How to complete this task: Exclude any images and output the remaining records exactly.

Natural language region descriptions:
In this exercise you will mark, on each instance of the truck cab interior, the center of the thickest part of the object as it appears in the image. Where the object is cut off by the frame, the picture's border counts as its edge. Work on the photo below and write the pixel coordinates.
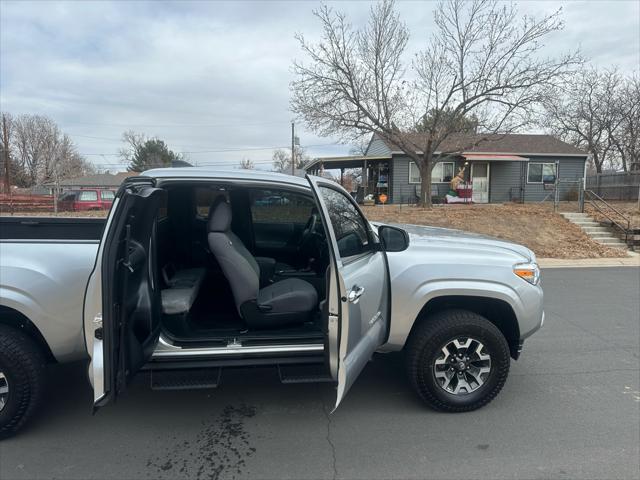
(240, 261)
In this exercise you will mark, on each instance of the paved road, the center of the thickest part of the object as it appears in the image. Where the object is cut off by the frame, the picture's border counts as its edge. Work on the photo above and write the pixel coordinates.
(570, 409)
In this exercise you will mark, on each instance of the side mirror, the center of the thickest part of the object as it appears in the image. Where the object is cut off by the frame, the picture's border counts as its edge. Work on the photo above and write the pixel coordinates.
(393, 239)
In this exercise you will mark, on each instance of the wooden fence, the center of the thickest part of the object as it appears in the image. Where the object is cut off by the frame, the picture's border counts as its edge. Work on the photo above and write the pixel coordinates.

Response:
In this exercise you will mark, on each instance of the truck cab interior, the center of the thickest part of the object as it appears in the image. Where the object is cut off by the frame, the picture's border counts as its edge. Work on the photo below and write the pixel coordinates.
(240, 261)
In this exercise you will mark, on each instance of the paved road, the center of the thickest part of the object as it appears in the image. Where the object is cut off by the frame, the picture's border counts as its edge. Work on the photo above and write the pixel coordinates.
(570, 409)
In this exercise you will mark, on each instance of the side mirror, the center of the thickest part of the object as it appears in the image. Where the object is cut off by the frame, the picture's border counts as its edge. Work on the photo above and write the pixel coordinates.
(393, 239)
In this exercise you will mark, on each instance of the wooden fence, the center of the thickest part of the object as it appears in the image. Where the object is cut off by the frame, the picture's border counts as its edge. Work on the photo above and write the pixel coordinates.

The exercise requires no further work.